Page extract.

....

## Glue Setup with Python SDK (boto3)
This notebook will show how to set up some AWS resources using the Python SDK for AWS, boto3.

Boto3 Documentation: https://boto3.amazonaws.com/v1/documentation/api/latest/reference/services/redshift.html

---

#### Package Import

---

In [2]:
import boto3
import configparser

---

#### Loading Credentials from file

---

In [3]:
#AWS Credentials
aws_path = "/home/rambino/.aws/credentials"
aws_cred = configparser.ConfigParser()
aws_cred.read(aws_path)

['/home/rambino/.aws/credentials']

---

#### Create SSH keypair for connecting to EC2 instances

---

In [4]:
ec2 = boto3.client('ec2',
    region_name             = "us-east-1",
    aws_access_key_id       = aws_cred['default']['aws_access_key_id'],
    aws_secret_access_key   = aws_cred['default']['aws_secret_access_key']
)

---

#### Creating New S3 Bucket

---

In [6]:
s3 = boto3.client(
    "s3",
    region_name="us-east-1",
    aws_access_key_id       = aws_cred['default']['aws_access_key_id'],
    aws_secret_access_key   = aws_cred['default']['aws_secret_access_key']
)

In [7]:
bucketName = "glue-kstine-bucket"

s3_response = s3.create_bucket(
    Bucket = bucketName,
    CreateBucketConfiguration = {
        'LocationConstraint':'eu-central-1'
    }
)

....

Raw data.

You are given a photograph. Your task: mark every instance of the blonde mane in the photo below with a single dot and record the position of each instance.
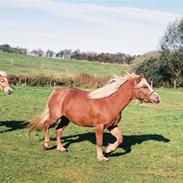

....

Objective.
Shorten the paragraph beginning "This notebook will show" in the Glue setup notebook above, keeping its main facts.

Worked solution.
The notebook sets up AWS resources with boto3, the Python SDK for AWS.